ACTION ITEM: Return every line below exactly, without dropping any.

---------- LISTED RECORDS ----------

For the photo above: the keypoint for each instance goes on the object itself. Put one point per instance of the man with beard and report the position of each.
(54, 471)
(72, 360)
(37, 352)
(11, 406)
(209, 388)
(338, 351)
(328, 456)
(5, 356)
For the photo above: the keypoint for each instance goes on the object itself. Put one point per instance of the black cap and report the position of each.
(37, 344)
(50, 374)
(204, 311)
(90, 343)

----------

OUTPUT OF THE EXERCISE:
For the photo above: the keypoint for each instance goes on the object itself. Put one point per instance of the man with beard and report the position of each.
(54, 471)
(72, 360)
(37, 352)
(11, 406)
(209, 388)
(338, 351)
(328, 456)
(5, 356)
For the photo above: the keypoint for each instance goes on the object itself. Put one point per instance of the black cap and report the position of each.
(37, 344)
(50, 374)
(204, 311)
(90, 343)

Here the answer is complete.